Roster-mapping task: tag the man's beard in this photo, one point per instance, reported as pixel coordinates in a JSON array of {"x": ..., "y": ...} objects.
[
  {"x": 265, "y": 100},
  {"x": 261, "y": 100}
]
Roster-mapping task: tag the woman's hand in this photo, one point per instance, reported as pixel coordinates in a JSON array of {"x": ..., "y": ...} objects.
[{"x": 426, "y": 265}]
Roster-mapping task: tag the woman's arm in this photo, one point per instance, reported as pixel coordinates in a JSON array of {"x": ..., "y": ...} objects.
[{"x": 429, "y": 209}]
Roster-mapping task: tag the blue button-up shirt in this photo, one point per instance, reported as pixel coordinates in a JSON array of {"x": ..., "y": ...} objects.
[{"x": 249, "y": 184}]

**Challenge:**
Print every row above again, word for word and in the same order.

**Exercise result:**
Roster-mapping task: tag the man's beard in this photo, one point per instance, reported as pixel coordinates in a JSON array of {"x": ..., "y": ...} objects.
[
  {"x": 265, "y": 100},
  {"x": 261, "y": 100}
]
Roster-mapping task: tag the woman's hand in this photo, one point per instance, reported as pixel coordinates in a JSON array of {"x": ..., "y": ...} objects.
[{"x": 426, "y": 265}]
Roster-mapping task: tag the woman's arm in this photo, one point per instance, reported as pixel coordinates in a JSON array of {"x": ..., "y": ...} objects.
[{"x": 429, "y": 209}]
Roster-mapping task: tag the blue button-up shirt in this photo, one point per instance, reported as pixel coordinates in a JSON array of {"x": ..., "y": ...} objects.
[{"x": 249, "y": 184}]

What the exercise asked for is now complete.